## YOUR TASK
Rewrite the data below with "brick building" swapped for "stone building" and every other line unchanged. Leave the pictures out of your answer.

## MATERIAL TO PROCESS
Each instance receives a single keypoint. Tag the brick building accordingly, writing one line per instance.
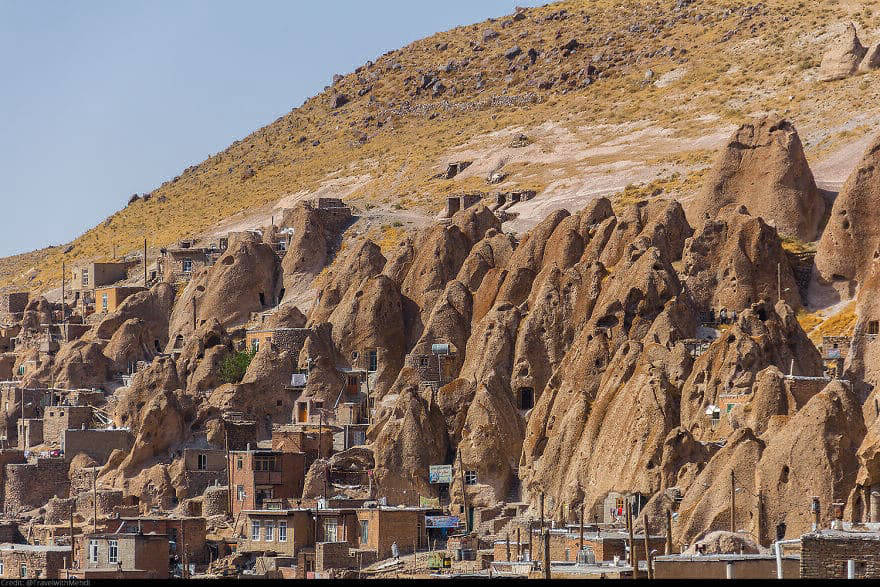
(58, 419)
(98, 443)
(31, 485)
(122, 556)
(283, 532)
(12, 306)
(26, 561)
(183, 533)
(258, 475)
(107, 299)
(824, 554)
(282, 339)
(89, 276)
(379, 528)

## SOLUTION TO THIS EXERCISE
Each instance receives a single keypoint. Tag the stone building accordingly, writing one line per instance.
(58, 419)
(98, 443)
(31, 485)
(122, 556)
(283, 532)
(12, 306)
(26, 561)
(183, 533)
(258, 475)
(107, 299)
(824, 554)
(282, 339)
(89, 276)
(379, 528)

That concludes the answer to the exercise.